### Exercise task
Reproduce verbatim the part of the listing below that runs from the line containing "Highlight vegetation beside" down to the line containing "[158, 213, 197, 263]", including both of those lines.

— begin Records shown —

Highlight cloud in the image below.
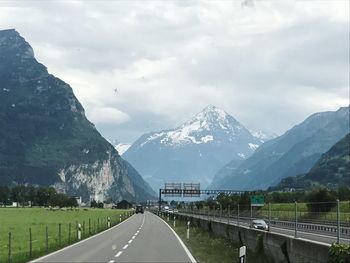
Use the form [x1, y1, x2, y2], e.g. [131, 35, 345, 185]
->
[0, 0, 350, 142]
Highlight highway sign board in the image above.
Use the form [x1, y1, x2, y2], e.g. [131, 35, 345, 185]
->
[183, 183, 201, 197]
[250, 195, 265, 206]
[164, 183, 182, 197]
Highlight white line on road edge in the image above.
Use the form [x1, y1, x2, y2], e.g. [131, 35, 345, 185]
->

— end Records shown —
— begin Records shown —

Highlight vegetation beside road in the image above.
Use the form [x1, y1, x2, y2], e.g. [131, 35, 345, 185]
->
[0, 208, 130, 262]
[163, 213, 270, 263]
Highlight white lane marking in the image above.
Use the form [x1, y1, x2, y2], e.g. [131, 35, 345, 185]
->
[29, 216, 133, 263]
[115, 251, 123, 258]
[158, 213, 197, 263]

— end Records shown —
— begin Records shown —

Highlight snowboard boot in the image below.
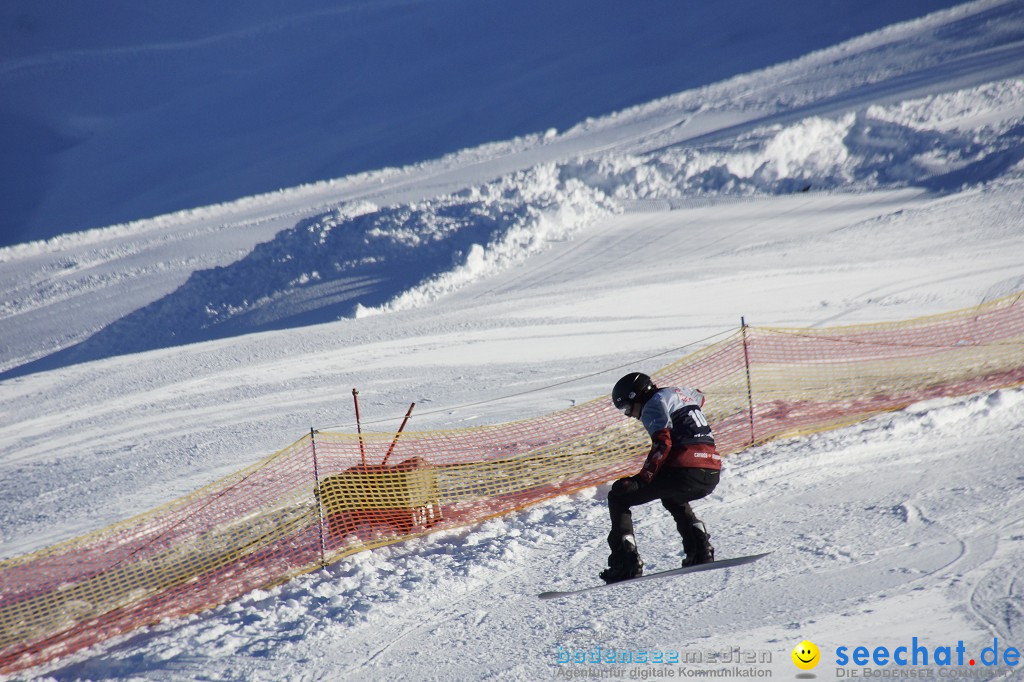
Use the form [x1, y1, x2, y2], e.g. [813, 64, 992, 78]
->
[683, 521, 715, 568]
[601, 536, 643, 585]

— end Records shown —

### Result of this exercise
Highlight vegetation beside road in the image above.
Use the form [x1, y1, x2, y2], e.g. [131, 35, 345, 185]
->
[0, 208, 130, 262]
[163, 213, 270, 263]
Highlight white lane marking in the image above.
Use the form [x1, y1, x2, y2], e.g. [131, 35, 345, 185]
->
[29, 216, 133, 263]
[115, 251, 123, 258]
[158, 213, 197, 263]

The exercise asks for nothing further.